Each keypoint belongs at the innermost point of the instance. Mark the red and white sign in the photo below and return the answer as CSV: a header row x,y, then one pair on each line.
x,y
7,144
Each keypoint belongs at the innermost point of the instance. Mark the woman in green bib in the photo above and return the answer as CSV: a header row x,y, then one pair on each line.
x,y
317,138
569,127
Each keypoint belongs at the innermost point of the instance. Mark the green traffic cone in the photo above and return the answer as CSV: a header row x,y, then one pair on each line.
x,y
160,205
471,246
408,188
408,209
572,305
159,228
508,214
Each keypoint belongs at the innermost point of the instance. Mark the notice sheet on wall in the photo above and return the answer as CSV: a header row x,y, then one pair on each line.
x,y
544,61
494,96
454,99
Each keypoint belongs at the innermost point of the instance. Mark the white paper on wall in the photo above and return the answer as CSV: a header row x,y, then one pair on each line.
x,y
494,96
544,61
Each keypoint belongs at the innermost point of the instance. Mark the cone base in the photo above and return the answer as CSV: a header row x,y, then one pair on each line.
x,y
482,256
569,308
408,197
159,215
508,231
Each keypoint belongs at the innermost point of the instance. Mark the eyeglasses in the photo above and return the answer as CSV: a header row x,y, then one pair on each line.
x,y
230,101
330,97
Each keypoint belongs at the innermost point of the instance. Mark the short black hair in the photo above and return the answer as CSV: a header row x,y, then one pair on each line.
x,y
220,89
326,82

######

## Assigned task
With nothing left out, transcribe the records above exactly.

## Exercise result
Each keypoint belongs at the innermost point of the instance. Mark the red and white sign in the photo below and return the answer as CSV: a header row x,y, then one pair on each line.
x,y
7,144
Each keypoint belongs at the innermost point of the instance. Mark the woman in green bib in the photo above and return the answer as CSV: a header row x,y, then one pair on each line.
x,y
317,138
569,127
Each keypoint belongs at the innermost point of the instance. Mark the green traffic cone in the photo above and return the answer as CSV: a header row x,y, then one pair on each line.
x,y
160,205
471,246
408,188
408,209
572,305
159,228
508,214
Each keypoint belongs at the innermost point of the instance. Mark the notice sheet on wall in the photo above and return the answer as CSV: a header row x,y, then one pair on each line.
x,y
544,61
494,96
454,99
Each keypoint belongs at the innermost point of the instance. Mark the white paper on wall in the photo above and return the answer as CSV: a header row x,y, then one pair on each line.
x,y
494,96
544,61
Each keypoint belongs at the innermost point of the instance. Mark the cone base in the photo above and return the answer as CSV: a header row x,y, then one pair on each line.
x,y
482,256
569,308
408,197
159,215
508,231
Each keypoint belongs at the innermost point of the instance. Mark the eyeglasses in the photo above and return the answer as CSV: a header row x,y, then one pair on each line.
x,y
230,101
330,97
Each keypoint belongs at the innermost point of the instance. Mark the short black hair in the photo above and return the answer as CSV: a header row x,y, then one pair on each line.
x,y
220,89
326,82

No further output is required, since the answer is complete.